> _TEXTAUSZUG_:
━━━
Die Pflege ist ein 24-Stunden-Job. Dabei benötige ich eigentlich sehr viel Schlaf. Das war schon immer so. Acht bis zehn Stunden pro Nacht waren keine Seltenheit. Aber mit dem ersten Kind änderte sich schlagartig alles. Plötzlich reichten auch zwei bis vier Stunden am Stück. Irgendwie jedenfalls. An manchen Tagen ließ sich der Mangel kompensieren, an anderen nicht. Wie ein müder Zombie schob ich manches Mal den Kinderwagen durch die Hamburger Parks. Mit dem Umzug auf das Land zu den Apfelbäumen und mit dem bald folgenden zweiten Kind wurde es anfangs nicht einfacher. Jeder, der Kinder hat, weiß, wovon ich spreche. Dass ausgerechnet ich später im Nachtdienst lande, hätte ich damals nie vermutet.
━━━
> _DATENAUSZÜGE_:
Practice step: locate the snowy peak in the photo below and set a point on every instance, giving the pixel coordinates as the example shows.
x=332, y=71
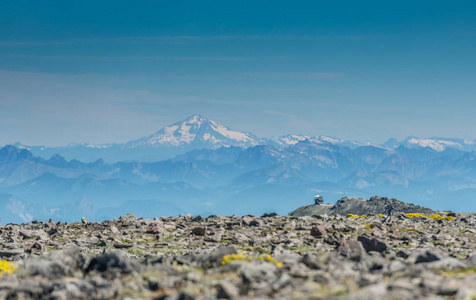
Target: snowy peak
x=438, y=144
x=196, y=130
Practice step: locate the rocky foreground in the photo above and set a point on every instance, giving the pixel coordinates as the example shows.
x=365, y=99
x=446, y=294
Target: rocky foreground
x=322, y=257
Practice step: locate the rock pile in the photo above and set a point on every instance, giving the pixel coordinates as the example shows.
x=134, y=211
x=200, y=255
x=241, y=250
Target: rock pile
x=363, y=257
x=350, y=205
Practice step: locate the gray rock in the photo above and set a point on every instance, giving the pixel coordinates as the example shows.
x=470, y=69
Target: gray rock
x=372, y=244
x=447, y=263
x=318, y=231
x=45, y=268
x=215, y=257
x=199, y=230
x=227, y=290
x=425, y=256
x=155, y=228
x=128, y=218
x=113, y=260
x=258, y=272
x=352, y=249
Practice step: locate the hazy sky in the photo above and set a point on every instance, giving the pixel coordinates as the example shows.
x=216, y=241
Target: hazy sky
x=113, y=71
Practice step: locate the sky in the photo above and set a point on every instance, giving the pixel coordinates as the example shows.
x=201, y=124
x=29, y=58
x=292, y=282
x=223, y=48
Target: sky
x=114, y=71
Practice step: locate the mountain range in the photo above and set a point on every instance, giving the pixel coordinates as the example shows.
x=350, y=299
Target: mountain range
x=201, y=167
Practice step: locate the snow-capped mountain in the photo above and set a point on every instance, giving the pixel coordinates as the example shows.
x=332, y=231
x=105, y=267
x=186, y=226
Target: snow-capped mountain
x=196, y=131
x=436, y=143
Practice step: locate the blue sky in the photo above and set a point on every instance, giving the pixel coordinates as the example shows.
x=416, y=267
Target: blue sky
x=113, y=71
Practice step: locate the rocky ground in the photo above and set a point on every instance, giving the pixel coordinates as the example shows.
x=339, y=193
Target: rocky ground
x=272, y=256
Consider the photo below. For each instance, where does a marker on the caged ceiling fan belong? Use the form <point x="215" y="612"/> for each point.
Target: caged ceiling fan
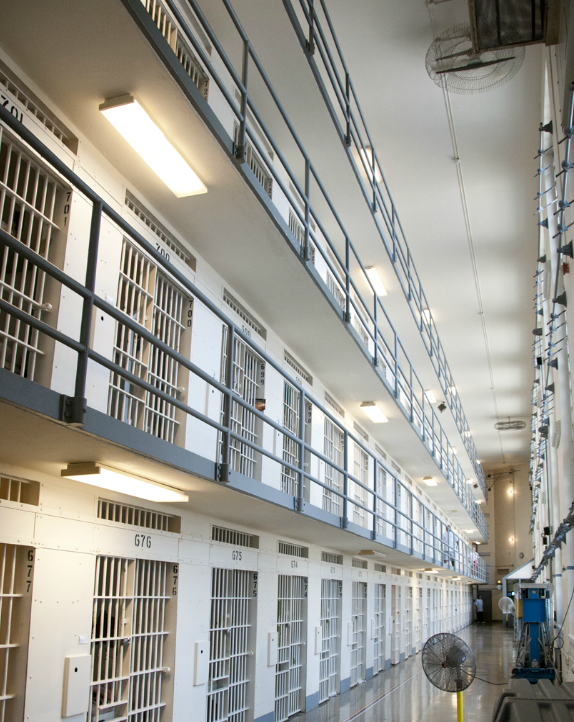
<point x="449" y="664"/>
<point x="454" y="64"/>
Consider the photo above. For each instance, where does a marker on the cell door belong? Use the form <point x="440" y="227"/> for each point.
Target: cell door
<point x="329" y="665"/>
<point x="289" y="672"/>
<point x="16" y="576"/>
<point x="379" y="628"/>
<point x="133" y="614"/>
<point x="396" y="622"/>
<point x="408" y="621"/>
<point x="232" y="641"/>
<point x="358" y="621"/>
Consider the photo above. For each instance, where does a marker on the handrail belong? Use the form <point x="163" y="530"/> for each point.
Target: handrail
<point x="83" y="349"/>
<point x="432" y="434"/>
<point x="549" y="350"/>
<point x="377" y="195"/>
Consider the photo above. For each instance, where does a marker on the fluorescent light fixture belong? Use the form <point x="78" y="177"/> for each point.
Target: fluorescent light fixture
<point x="367" y="156"/>
<point x="375" y="279"/>
<point x="124" y="483"/>
<point x="134" y="124"/>
<point x="373" y="412"/>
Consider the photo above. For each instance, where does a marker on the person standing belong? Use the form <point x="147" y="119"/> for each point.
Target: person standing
<point x="478" y="603"/>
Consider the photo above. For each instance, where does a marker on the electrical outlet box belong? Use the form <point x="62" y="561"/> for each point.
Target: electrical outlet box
<point x="76" y="693"/>
<point x="201" y="663"/>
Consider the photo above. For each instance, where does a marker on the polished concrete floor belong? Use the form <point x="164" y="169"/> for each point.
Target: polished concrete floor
<point x="403" y="693"/>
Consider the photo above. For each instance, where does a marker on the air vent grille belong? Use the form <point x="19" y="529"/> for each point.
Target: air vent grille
<point x="25" y="97"/>
<point x="303" y="373"/>
<point x="243" y="313"/>
<point x="139" y="209"/>
<point x="331" y="558"/>
<point x="234" y="537"/>
<point x="380" y="452"/>
<point x="138" y="516"/>
<point x="293" y="550"/>
<point x="362" y="433"/>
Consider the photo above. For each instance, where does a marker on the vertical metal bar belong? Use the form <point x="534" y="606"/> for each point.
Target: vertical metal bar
<point x="347" y="280"/>
<point x="301" y="430"/>
<point x="307" y="247"/>
<point x="86" y="325"/>
<point x="241" y="150"/>
<point x="226" y="441"/>
<point x="345" y="478"/>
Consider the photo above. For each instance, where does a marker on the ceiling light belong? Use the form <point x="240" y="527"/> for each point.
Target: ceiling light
<point x="373" y="412"/>
<point x="107" y="478"/>
<point x="134" y="124"/>
<point x="375" y="279"/>
<point x="367" y="156"/>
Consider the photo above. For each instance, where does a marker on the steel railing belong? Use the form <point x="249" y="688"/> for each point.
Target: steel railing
<point x="339" y="94"/>
<point x="424" y="538"/>
<point x="384" y="349"/>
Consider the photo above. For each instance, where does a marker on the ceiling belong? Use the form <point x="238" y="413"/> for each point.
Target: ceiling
<point x="384" y="44"/>
<point x="483" y="309"/>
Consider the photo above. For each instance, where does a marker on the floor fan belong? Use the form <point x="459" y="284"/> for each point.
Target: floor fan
<point x="449" y="664"/>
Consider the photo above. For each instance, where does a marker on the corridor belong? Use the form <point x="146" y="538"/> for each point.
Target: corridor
<point x="403" y="693"/>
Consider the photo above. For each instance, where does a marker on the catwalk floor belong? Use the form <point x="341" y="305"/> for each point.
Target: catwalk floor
<point x="403" y="693"/>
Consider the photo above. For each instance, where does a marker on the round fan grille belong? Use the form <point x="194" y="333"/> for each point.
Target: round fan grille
<point x="448" y="662"/>
<point x="453" y="65"/>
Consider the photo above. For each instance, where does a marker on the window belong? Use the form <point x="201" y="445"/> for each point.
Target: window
<point x="148" y="297"/>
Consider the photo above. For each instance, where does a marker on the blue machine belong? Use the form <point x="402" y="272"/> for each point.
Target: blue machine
<point x="534" y="616"/>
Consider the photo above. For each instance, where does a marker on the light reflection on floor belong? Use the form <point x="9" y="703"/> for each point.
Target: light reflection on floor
<point x="417" y="699"/>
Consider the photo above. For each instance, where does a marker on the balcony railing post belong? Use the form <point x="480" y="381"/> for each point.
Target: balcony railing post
<point x="375" y="464"/>
<point x="311" y="38"/>
<point x="224" y="467"/>
<point x="307" y="246"/>
<point x="347" y="280"/>
<point x="241" y="149"/>
<point x="74" y="410"/>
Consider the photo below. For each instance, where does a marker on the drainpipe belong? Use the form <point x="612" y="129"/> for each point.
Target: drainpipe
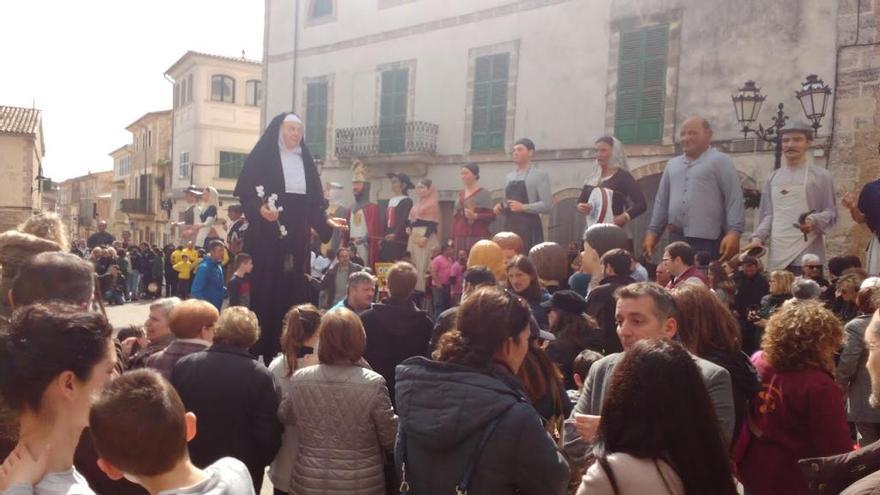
<point x="295" y="47"/>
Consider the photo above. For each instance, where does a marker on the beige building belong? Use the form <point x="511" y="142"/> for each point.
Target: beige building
<point x="84" y="201"/>
<point x="141" y="177"/>
<point x="424" y="86"/>
<point x="21" y="155"/>
<point x="216" y="122"/>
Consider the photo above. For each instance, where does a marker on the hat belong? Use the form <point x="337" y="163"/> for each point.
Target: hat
<point x="359" y="172"/>
<point x="537" y="332"/>
<point x="403" y="178"/>
<point x="793" y="126"/>
<point x="474" y="168"/>
<point x="566" y="300"/>
<point x="870" y="282"/>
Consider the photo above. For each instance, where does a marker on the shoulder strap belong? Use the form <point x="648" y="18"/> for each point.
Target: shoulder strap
<point x="462" y="487"/>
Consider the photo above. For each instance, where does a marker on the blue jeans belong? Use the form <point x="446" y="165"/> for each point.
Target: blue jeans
<point x="133" y="284"/>
<point x="440" y="299"/>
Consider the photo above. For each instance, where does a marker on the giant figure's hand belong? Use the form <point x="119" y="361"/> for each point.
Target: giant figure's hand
<point x="729" y="246"/>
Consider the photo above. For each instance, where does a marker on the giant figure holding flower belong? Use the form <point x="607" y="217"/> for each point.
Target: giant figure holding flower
<point x="281" y="194"/>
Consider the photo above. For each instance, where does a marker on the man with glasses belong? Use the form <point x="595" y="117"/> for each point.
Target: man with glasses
<point x="678" y="259"/>
<point x="797" y="205"/>
<point x="812" y="269"/>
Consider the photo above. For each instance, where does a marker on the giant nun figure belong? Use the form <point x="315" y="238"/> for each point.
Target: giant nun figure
<point x="279" y="227"/>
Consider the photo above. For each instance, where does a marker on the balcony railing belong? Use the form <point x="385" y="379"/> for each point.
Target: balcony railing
<point x="406" y="137"/>
<point x="135" y="205"/>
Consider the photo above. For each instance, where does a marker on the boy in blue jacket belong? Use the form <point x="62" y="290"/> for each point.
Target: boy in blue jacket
<point x="209" y="281"/>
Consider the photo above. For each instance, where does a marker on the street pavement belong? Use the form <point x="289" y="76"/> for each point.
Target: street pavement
<point x="135" y="313"/>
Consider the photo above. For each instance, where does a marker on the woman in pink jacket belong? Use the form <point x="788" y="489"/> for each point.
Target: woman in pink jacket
<point x="799" y="411"/>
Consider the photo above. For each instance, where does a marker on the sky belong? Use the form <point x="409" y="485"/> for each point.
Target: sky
<point x="95" y="66"/>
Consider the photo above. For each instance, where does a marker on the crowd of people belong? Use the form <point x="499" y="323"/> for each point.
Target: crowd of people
<point x="475" y="364"/>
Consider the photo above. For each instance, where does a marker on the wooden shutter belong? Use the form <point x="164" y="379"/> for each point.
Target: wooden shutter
<point x="491" y="75"/>
<point x="392" y="110"/>
<point x="316" y="118"/>
<point x="641" y="85"/>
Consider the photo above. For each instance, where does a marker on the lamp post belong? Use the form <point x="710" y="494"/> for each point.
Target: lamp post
<point x="813" y="96"/>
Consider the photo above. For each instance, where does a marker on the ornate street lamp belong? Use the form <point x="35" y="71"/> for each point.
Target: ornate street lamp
<point x="747" y="105"/>
<point x="813" y="96"/>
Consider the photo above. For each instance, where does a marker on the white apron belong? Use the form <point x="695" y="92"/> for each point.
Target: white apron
<point x="787" y="241"/>
<point x="600" y="198"/>
<point x="873" y="255"/>
<point x="357" y="225"/>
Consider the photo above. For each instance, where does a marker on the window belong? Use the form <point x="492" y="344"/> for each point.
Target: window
<point x="321" y="8"/>
<point x="392" y="110"/>
<point x="316" y="118"/>
<point x="231" y="164"/>
<point x="254" y="93"/>
<point x="223" y="89"/>
<point x="641" y="85"/>
<point x="184" y="167"/>
<point x="490" y="102"/>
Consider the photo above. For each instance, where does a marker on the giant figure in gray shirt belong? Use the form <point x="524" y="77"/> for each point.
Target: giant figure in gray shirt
<point x="700" y="197"/>
<point x="526" y="196"/>
<point x="644" y="311"/>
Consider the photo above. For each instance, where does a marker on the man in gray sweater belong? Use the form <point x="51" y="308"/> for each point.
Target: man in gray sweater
<point x="526" y="196"/>
<point x="644" y="311"/>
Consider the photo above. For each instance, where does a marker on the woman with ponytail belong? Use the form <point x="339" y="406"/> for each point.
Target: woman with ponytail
<point x="299" y="339"/>
<point x="465" y="422"/>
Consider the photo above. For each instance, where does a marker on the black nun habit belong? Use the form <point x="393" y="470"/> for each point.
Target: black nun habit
<point x="280" y="261"/>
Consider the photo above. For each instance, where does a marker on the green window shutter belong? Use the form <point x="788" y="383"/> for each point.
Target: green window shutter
<point x="641" y="85"/>
<point x="491" y="75"/>
<point x="316" y="118"/>
<point x="392" y="110"/>
<point x="231" y="164"/>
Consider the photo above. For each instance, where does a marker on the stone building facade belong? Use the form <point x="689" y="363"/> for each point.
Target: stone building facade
<point x="84" y="201"/>
<point x="565" y="72"/>
<point x="216" y="122"/>
<point x="141" y="177"/>
<point x="21" y="154"/>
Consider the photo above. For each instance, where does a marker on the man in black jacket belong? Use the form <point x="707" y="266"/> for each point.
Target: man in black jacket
<point x="617" y="265"/>
<point x="396" y="329"/>
<point x="751" y="287"/>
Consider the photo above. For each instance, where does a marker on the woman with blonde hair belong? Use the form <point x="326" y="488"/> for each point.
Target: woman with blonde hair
<point x="299" y="339"/>
<point x="424" y="218"/>
<point x="780" y="291"/>
<point x="348" y="423"/>
<point x="207" y="224"/>
<point x="39" y="233"/>
<point x="799" y="412"/>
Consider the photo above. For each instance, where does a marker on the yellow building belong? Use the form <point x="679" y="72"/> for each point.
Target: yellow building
<point x="21" y="154"/>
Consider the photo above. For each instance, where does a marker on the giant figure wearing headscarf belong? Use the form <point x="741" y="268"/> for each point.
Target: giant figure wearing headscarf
<point x="281" y="194"/>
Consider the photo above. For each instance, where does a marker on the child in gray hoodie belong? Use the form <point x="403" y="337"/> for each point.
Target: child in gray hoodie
<point x="141" y="430"/>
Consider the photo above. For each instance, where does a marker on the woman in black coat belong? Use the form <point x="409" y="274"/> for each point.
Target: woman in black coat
<point x="233" y="397"/>
<point x="282" y="198"/>
<point x="465" y="410"/>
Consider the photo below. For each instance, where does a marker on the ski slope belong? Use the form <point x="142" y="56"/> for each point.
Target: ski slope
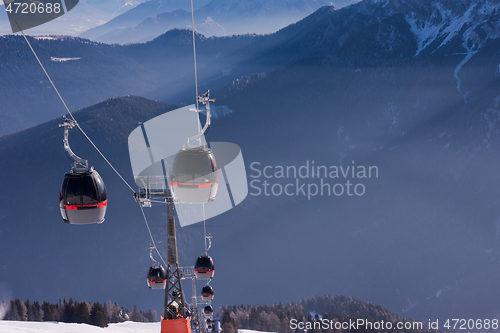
<point x="54" y="327"/>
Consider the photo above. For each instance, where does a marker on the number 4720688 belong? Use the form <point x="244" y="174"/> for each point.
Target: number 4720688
<point x="471" y="324"/>
<point x="33" y="8"/>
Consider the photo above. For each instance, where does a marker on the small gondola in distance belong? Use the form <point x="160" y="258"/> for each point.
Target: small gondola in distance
<point x="194" y="177"/>
<point x="207" y="293"/>
<point x="157" y="277"/>
<point x="204" y="267"/>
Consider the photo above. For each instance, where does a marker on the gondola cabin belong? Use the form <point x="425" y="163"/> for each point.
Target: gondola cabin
<point x="194" y="177"/>
<point x="83" y="198"/>
<point x="204" y="267"/>
<point x="207" y="293"/>
<point x="208" y="311"/>
<point x="157" y="277"/>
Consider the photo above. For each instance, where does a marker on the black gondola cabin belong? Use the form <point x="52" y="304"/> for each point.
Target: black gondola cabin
<point x="157" y="277"/>
<point x="194" y="177"/>
<point x="204" y="267"/>
<point x="83" y="198"/>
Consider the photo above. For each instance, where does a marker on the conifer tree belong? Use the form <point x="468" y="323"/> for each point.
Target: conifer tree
<point x="82" y="314"/>
<point x="97" y="315"/>
<point x="47" y="311"/>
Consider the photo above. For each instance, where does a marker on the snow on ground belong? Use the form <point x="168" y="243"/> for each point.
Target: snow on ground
<point x="53" y="327"/>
━━━
> _AUFGABE_: Wie viele Stunden Schlaf pro Nacht waren laut dem Textauszug früher keine Seltenheit? Die Zeilen spielen dabei keine Rolle.

> _ANTWORTFELD_: Acht bis zehn Stunden pro Nacht.